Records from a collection
====================

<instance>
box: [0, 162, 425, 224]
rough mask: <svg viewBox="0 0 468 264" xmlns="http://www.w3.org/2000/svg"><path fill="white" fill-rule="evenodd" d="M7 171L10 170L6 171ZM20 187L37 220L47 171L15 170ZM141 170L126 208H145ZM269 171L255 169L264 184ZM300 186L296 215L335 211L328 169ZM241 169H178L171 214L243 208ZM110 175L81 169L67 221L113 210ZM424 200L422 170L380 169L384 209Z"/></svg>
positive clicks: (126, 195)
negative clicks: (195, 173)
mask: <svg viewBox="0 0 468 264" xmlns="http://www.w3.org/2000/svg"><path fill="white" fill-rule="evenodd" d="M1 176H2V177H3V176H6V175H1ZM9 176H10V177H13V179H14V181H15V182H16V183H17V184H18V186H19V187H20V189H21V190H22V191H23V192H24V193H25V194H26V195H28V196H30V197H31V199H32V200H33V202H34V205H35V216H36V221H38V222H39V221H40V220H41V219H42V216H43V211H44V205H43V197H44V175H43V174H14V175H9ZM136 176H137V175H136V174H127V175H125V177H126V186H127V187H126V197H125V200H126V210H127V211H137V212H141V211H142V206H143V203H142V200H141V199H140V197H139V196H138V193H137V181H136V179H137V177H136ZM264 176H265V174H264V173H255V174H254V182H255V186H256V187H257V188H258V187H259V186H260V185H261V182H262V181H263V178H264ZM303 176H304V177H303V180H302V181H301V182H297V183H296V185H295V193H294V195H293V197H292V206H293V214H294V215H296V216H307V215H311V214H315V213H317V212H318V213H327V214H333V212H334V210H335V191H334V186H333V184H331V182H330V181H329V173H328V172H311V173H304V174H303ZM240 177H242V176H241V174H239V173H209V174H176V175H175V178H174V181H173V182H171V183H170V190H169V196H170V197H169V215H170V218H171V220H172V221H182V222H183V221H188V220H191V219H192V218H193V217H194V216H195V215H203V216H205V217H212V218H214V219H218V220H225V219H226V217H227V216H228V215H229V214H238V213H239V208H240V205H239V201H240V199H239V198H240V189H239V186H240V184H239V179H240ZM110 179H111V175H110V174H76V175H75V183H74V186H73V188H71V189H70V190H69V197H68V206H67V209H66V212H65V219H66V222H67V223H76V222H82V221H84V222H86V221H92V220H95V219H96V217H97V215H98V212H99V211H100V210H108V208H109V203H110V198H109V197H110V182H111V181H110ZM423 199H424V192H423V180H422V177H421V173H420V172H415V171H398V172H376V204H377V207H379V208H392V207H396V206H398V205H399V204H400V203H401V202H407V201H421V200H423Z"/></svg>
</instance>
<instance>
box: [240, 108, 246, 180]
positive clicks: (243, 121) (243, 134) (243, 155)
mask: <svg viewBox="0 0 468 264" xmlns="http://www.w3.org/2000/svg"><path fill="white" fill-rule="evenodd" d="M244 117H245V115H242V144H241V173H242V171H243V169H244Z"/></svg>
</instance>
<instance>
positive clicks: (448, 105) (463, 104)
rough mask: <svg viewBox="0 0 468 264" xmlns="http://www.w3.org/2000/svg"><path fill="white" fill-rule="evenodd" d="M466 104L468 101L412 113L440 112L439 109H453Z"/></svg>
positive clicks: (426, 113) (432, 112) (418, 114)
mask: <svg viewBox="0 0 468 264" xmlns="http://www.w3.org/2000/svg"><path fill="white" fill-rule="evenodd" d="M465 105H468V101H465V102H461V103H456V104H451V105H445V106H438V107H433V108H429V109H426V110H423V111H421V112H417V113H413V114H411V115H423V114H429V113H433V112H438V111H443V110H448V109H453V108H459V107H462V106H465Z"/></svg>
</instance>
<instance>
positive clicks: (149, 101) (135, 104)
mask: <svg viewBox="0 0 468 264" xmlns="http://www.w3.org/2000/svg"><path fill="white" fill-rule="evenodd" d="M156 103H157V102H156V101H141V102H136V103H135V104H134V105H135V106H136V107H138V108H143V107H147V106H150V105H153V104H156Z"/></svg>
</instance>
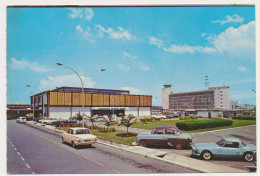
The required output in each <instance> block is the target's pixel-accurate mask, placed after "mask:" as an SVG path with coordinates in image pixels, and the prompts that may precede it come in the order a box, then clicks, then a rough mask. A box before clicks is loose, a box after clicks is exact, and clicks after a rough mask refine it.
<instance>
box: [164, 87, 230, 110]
mask: <svg viewBox="0 0 260 176" xmlns="http://www.w3.org/2000/svg"><path fill="white" fill-rule="evenodd" d="M169 109H174V110H187V109H230V98H229V87H227V86H224V87H209V88H208V90H201V91H193V92H181V93H170V94H169Z"/></svg>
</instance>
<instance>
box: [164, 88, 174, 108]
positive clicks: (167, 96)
mask: <svg viewBox="0 0 260 176" xmlns="http://www.w3.org/2000/svg"><path fill="white" fill-rule="evenodd" d="M163 86H164V88H162V108H163V109H169V95H170V93H172V92H173V91H172V88H171V86H172V85H171V84H164V85H163Z"/></svg>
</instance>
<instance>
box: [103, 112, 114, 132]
mask: <svg viewBox="0 0 260 176" xmlns="http://www.w3.org/2000/svg"><path fill="white" fill-rule="evenodd" d="M103 119H104V120H105V123H104V125H105V126H106V127H107V132H108V128H109V127H110V126H111V125H112V122H111V120H110V119H109V117H108V116H107V115H104V116H103Z"/></svg>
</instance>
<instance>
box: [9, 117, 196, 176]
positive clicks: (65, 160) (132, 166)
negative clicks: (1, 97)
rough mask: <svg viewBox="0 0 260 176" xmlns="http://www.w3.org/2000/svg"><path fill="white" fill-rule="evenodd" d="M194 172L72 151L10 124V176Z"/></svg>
mask: <svg viewBox="0 0 260 176" xmlns="http://www.w3.org/2000/svg"><path fill="white" fill-rule="evenodd" d="M194 172H196V171H193V170H191V169H187V168H184V167H180V166H176V165H173V164H169V163H165V162H162V161H159V160H156V159H151V158H147V157H144V156H141V155H137V154H133V153H129V152H126V151H123V150H120V149H116V148H113V147H109V146H105V145H102V144H95V145H94V146H93V147H78V148H77V149H74V148H72V147H71V146H70V145H68V144H63V143H61V139H60V137H59V135H57V134H52V133H48V132H47V133H46V132H45V131H41V130H38V129H35V128H32V127H30V126H27V125H25V124H19V123H16V122H15V121H8V122H7V173H8V174H130V173H134V174H138V173H194Z"/></svg>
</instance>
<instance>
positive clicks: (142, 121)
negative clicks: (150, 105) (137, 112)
mask: <svg viewBox="0 0 260 176" xmlns="http://www.w3.org/2000/svg"><path fill="white" fill-rule="evenodd" d="M140 121H141V122H143V123H147V122H152V121H153V119H152V118H142V119H140Z"/></svg>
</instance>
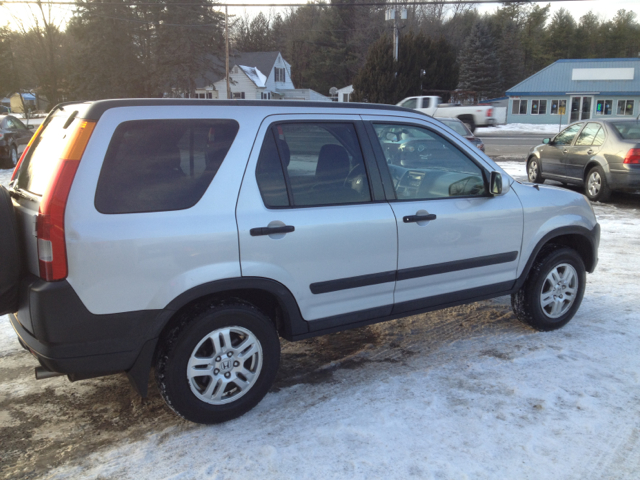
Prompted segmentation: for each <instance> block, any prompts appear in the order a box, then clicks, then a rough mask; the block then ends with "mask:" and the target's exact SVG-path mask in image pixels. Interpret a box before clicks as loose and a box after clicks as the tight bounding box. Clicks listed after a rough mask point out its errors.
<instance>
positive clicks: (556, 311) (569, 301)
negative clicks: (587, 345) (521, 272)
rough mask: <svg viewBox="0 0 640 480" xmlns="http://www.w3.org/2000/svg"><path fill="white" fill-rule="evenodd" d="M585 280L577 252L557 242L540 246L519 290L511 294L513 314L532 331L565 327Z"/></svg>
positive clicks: (582, 291) (584, 272)
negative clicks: (528, 272) (540, 251)
mask: <svg viewBox="0 0 640 480" xmlns="http://www.w3.org/2000/svg"><path fill="white" fill-rule="evenodd" d="M585 283H586V273H585V268H584V262H583V261H582V258H581V257H580V255H578V253H577V252H576V251H575V250H573V249H571V248H568V247H562V246H558V245H555V246H554V245H552V246H548V247H545V248H543V249H542V251H541V252H540V254H539V255H538V257H537V258H536V260H535V262H534V263H533V266H532V267H531V271H530V272H529V275H528V277H527V280H526V281H525V283H524V285H523V286H522V288H521V289H520V290H518V291H517V292H516V293H513V294H512V295H511V307H512V308H513V311H514V313H515V314H516V317H517V318H518V320H520V321H521V322H524V323H526V324H528V325H530V326H532V327H533V328H535V329H536V330H540V331H545V332H546V331H551V330H556V329H558V328H561V327H563V326H565V325H566V324H567V323H568V322H569V321H570V320H571V319H572V318H573V316H574V315H575V313H576V312H577V311H578V308H580V303H581V302H582V297H583V296H584V289H585Z"/></svg>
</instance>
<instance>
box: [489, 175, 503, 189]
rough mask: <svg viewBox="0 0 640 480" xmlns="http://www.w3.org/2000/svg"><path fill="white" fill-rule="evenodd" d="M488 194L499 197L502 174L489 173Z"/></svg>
mask: <svg viewBox="0 0 640 480" xmlns="http://www.w3.org/2000/svg"><path fill="white" fill-rule="evenodd" d="M489 193H490V194H491V195H500V194H501V193H502V174H500V173H498V172H491V177H490V179H489Z"/></svg>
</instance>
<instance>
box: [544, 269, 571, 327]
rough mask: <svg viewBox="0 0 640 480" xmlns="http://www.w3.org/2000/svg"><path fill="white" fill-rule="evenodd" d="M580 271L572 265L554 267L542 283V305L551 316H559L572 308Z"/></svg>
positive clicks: (547, 315)
mask: <svg viewBox="0 0 640 480" xmlns="http://www.w3.org/2000/svg"><path fill="white" fill-rule="evenodd" d="M578 286H579V285H578V273H577V272H576V269H575V268H573V266H572V265H570V264H568V263H561V264H560V265H557V266H556V267H554V268H553V269H552V270H551V271H550V272H549V274H548V275H547V277H546V278H545V280H544V282H543V284H542V291H541V292H540V306H541V307H542V311H543V312H544V313H545V315H546V316H547V317H549V318H559V317H561V316H562V315H564V314H565V313H567V311H568V310H569V309H570V308H571V306H572V305H573V303H574V302H575V300H576V295H577V293H578Z"/></svg>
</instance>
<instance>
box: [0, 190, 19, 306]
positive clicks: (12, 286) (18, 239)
mask: <svg viewBox="0 0 640 480" xmlns="http://www.w3.org/2000/svg"><path fill="white" fill-rule="evenodd" d="M0 226H1V228H0V265H1V267H0V315H6V314H7V313H14V312H17V311H18V286H19V283H20V276H21V272H22V270H21V268H20V266H21V264H22V263H21V261H20V258H21V256H20V253H21V252H20V243H19V239H18V223H17V220H16V215H15V211H14V209H13V203H12V202H11V196H10V195H9V192H8V191H7V189H6V188H4V187H3V186H0Z"/></svg>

====================

What the exercise asks> Please find, in the entries above, every line where "block" occurs, and copy it.

Exercise solution>
The required output in each <instance> block is the target's pixel-accurate mask, placed after "mask:" as an SVG path with coordinates in image pixels, and the prompts that may precede it come in the order a box, then clicks, then a rough mask. A box before clicks is loose, a box after clicks is exact, and clicks after a rough mask refine it.
Prompted segmentation: for each <instance> block, any prompts appear in the order a box, then clicks, then a rough mask; the block then ends with "mask:" and the target's exact SVG-path mask in image pixels. Interpret a box before clicks as loose and a box after clicks as the tight bounding box. Clicks listed after a rough mask point out its errors.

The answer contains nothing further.